▸ **ИСХОДНЫЙ ТЕКСТ**
Комментарий к роману А С Пушкина 'Евгений Онегин'
Шрифт:
Август — сентябрь 1823 г. — пребывание Онегина в Крыму:
Три года по<сле> вслед за мн<ою>Скитаясь в той же сторонеОнегин вспом<нил обо мне>(VI, 489).П был в Крыму с 15 августа по середину сентября 1820 г.
Осень 1823 г. — встреча Онегина и автора в Одессе.
Август 1824 г. ссылка П в Михайловское и возвращение Онегина в Петербург.
[Недолго вместе мы бродили][По берегам Эвксинских вод]Судьбы нас снова разлучилиИ нам назначили походОнегин очень охлажденныйИ тем что видел насыщенныйПустился к невским берегамА я от милыхП выехал из Одессы 31 июля 1824 г.
Осень 1824 — весна 1825 гг. — время действия восьмой главы.
Март 1825 г. — конец романа.
XXXIX строфа восьмой главы рисует мартовский пейзаж Петербурга (см. с. 368).
Определение прототипов тех или иных персонажей EO занимало как читателей-современников, так и исследователей. В мемуарной и научной литературе накопился довольно обширный материал, посвященный попыткам связать героев пушкинского романа с теми или иными реально существовавшими лицами. Критический просмотр этих материалов заставляет крайне скептически отнестись и к степени их достоверности, и к самой плодотворности подобных поисков.
Одно дело, когда художественный образ содержит намек на некоторое реальное лицо и автор рассчитывает на то, что намек этот будет понят читателем. В этом случае такая отсылка составляет предмет изучения истории литературы. Другое дело, когда речь идет о бессознательном импульсе или скрытом творческом процессе, не адресованном читателю. Здесь мы вступаем в область психологии творчества. Природа этих явлений различна, однако оба они связаны со спецификой творческого мышления того или иного писателя. Поэтому, прежде чем искать прототипы, следует выяснить, во-первых, входило ли в художественный план писателя связывать своего героя в сознании читательской аудитории с какими-либо реальными лицами, хотел ли он, чтобы в его герое узнавали того или иного человека. Во-вторых, необходимо установить, в какой мере для данного писателя характерно исходить в своем творчестве из конкретных лиц. Таким образом, анализ принципов построения художественного текста должен доминировать над проблемой прототипов.

▸ **ИСХОДНЫЕ ДАННЫЕ**
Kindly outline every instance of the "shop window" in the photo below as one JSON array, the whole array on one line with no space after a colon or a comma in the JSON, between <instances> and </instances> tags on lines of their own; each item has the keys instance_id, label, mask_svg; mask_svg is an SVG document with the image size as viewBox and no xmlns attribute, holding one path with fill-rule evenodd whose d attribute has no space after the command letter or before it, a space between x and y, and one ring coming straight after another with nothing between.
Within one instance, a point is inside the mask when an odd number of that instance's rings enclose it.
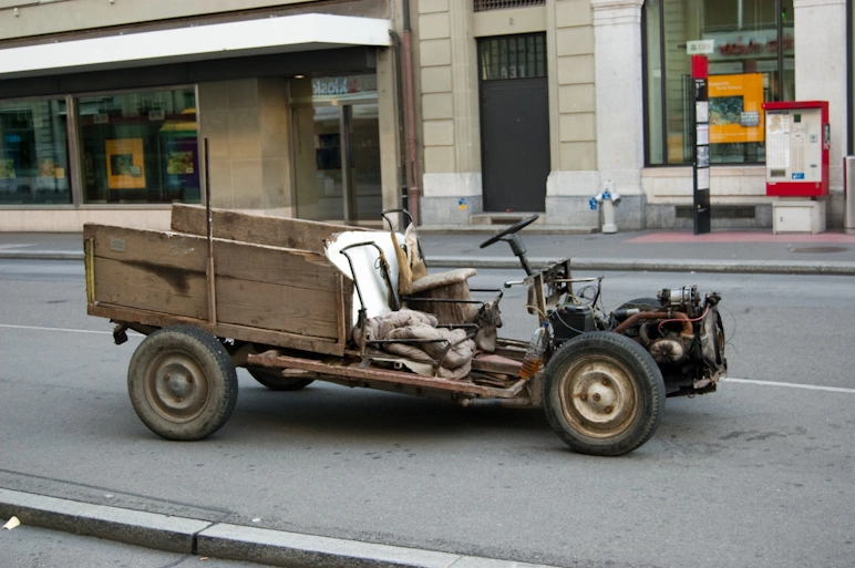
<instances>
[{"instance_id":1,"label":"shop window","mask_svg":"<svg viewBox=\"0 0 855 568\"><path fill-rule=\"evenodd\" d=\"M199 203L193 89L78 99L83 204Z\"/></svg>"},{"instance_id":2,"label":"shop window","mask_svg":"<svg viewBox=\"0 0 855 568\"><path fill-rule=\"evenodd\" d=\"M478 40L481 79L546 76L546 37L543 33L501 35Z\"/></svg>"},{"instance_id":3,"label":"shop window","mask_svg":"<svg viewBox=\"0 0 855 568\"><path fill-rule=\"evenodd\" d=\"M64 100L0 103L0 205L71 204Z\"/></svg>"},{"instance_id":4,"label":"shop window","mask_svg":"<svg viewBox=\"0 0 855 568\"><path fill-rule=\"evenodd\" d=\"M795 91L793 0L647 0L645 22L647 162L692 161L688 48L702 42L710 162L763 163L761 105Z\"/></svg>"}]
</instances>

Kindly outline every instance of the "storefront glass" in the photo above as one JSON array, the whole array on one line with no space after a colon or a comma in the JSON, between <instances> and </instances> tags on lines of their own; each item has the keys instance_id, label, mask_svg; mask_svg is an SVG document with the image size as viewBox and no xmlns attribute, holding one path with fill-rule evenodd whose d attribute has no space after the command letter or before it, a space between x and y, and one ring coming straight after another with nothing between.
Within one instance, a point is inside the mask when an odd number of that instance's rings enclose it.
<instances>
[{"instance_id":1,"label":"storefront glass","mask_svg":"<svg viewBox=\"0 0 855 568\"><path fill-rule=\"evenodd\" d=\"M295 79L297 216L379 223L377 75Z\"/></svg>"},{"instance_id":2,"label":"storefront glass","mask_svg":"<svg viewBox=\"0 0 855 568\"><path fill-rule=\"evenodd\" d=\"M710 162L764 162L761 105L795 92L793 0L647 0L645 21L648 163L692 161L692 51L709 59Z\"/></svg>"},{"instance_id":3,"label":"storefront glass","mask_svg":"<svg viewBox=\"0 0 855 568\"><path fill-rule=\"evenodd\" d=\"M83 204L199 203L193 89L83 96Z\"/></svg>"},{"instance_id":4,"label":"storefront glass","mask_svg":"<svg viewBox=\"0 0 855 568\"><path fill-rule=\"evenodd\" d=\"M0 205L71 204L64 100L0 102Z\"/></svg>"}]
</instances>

...

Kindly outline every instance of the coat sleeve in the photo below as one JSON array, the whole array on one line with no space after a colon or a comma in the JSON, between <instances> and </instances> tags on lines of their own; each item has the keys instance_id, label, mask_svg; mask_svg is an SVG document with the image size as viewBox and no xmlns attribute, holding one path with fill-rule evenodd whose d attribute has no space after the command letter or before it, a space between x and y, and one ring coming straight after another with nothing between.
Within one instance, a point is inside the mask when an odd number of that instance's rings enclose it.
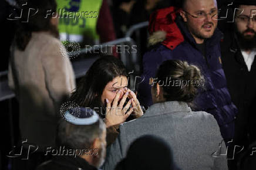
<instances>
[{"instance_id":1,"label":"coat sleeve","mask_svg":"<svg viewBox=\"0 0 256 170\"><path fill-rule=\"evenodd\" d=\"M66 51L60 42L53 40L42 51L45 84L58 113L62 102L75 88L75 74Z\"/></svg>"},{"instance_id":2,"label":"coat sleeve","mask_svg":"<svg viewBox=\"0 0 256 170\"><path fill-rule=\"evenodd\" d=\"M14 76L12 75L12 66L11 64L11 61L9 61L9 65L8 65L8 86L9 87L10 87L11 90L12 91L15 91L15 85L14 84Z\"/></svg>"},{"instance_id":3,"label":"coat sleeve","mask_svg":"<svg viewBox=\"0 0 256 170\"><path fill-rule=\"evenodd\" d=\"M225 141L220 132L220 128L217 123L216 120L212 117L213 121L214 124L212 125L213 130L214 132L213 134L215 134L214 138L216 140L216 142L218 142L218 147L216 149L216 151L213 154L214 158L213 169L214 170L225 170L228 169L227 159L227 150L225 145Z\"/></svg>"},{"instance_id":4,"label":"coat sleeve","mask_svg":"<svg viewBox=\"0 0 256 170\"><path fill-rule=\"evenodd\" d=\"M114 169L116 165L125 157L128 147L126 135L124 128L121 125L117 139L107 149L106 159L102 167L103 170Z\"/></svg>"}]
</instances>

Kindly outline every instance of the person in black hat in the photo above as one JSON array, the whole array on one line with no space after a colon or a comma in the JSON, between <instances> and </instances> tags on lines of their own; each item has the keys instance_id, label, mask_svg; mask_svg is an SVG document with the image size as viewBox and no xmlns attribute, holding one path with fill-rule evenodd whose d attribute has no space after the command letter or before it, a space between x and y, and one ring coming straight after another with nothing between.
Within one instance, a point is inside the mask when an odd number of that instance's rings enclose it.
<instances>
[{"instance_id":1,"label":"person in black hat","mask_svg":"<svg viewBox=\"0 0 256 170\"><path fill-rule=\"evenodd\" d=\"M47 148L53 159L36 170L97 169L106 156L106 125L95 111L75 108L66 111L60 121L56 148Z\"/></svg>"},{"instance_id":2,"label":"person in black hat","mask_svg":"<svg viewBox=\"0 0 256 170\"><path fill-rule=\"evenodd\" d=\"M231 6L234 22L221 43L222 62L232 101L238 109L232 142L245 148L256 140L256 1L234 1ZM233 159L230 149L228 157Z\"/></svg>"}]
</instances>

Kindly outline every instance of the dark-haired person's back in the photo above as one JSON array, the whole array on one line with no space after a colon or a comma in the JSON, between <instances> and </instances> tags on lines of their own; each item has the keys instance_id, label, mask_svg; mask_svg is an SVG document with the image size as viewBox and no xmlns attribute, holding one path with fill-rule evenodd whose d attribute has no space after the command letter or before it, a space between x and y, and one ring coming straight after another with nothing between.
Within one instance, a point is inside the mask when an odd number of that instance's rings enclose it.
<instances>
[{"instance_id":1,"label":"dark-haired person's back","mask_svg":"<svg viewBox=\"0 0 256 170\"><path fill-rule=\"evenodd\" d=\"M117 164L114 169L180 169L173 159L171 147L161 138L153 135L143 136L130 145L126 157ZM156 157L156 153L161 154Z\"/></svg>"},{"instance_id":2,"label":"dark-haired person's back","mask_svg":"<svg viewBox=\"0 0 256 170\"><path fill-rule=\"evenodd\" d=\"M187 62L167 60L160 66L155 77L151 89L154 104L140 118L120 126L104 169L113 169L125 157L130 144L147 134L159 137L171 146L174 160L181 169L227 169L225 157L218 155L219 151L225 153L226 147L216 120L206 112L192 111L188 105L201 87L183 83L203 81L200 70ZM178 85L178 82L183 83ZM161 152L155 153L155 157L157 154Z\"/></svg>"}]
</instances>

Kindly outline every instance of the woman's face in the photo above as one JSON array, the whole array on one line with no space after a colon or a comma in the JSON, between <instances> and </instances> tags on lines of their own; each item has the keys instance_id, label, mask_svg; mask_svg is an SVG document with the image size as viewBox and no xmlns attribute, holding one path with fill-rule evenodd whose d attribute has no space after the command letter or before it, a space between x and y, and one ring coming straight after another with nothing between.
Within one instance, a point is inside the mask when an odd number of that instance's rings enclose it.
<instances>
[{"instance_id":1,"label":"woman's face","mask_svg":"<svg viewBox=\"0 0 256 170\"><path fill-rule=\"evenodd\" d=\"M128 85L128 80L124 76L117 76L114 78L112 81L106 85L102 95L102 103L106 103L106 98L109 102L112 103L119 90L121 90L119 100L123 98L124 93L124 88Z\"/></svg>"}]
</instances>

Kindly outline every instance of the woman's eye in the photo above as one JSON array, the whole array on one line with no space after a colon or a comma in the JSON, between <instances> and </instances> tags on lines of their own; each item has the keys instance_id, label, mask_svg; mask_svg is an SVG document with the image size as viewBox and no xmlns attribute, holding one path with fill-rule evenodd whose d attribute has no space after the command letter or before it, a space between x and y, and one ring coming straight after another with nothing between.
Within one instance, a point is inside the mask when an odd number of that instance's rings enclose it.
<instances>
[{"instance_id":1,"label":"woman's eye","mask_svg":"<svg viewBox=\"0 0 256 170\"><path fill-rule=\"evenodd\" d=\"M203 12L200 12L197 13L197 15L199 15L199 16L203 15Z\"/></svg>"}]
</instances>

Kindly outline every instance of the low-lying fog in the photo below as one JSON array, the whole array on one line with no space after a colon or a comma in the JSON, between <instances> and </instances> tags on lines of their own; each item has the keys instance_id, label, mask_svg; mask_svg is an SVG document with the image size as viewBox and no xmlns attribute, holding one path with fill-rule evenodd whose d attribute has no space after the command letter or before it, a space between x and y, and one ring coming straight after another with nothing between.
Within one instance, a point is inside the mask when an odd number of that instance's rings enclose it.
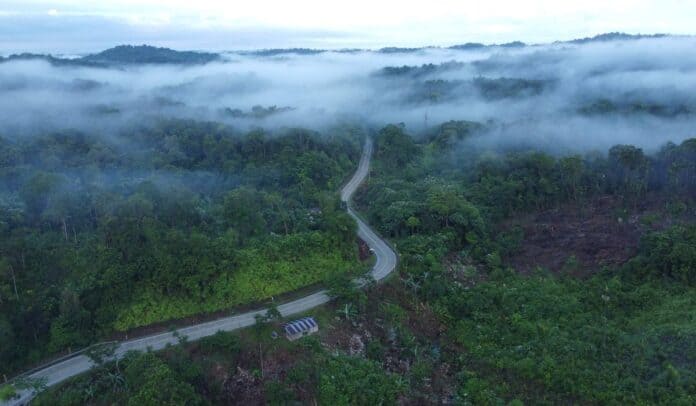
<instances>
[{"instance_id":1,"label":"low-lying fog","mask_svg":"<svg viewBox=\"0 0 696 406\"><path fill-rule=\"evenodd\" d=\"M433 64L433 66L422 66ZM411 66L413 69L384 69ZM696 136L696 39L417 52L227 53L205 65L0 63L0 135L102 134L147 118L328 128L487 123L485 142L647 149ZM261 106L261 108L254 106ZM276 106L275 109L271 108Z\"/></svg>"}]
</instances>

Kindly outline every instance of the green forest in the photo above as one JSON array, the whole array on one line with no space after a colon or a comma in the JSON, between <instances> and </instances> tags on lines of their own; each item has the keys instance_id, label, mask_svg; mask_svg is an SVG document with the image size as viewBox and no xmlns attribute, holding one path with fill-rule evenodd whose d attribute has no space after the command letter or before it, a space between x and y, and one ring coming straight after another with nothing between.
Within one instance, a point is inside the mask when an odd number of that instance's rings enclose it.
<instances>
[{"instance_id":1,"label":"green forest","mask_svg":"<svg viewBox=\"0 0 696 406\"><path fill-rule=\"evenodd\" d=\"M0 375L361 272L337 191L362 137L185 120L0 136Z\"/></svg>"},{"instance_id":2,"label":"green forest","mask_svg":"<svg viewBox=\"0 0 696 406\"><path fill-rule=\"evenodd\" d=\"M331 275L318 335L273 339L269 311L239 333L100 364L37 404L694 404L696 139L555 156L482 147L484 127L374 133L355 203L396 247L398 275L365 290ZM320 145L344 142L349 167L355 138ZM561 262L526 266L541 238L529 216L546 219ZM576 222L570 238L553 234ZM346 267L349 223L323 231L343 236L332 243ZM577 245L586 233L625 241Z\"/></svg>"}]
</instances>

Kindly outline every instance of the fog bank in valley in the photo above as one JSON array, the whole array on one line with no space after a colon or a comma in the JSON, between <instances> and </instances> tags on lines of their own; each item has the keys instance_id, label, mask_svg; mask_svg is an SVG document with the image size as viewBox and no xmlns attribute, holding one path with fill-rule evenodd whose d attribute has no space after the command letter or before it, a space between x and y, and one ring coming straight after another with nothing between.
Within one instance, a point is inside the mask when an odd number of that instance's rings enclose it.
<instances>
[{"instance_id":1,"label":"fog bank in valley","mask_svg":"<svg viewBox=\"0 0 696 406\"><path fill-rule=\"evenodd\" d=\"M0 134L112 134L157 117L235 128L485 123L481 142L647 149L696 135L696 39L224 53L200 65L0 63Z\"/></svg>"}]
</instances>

▸ **ЧТО НУЖНО СДЕЛАТЬ**
Каким месяцем и годом датировано окончание романа в комментарии к «Евгению Онегину»?

▸ **ОТВЕТ К ЗАДАНИЮ**
Мартом 1825 года.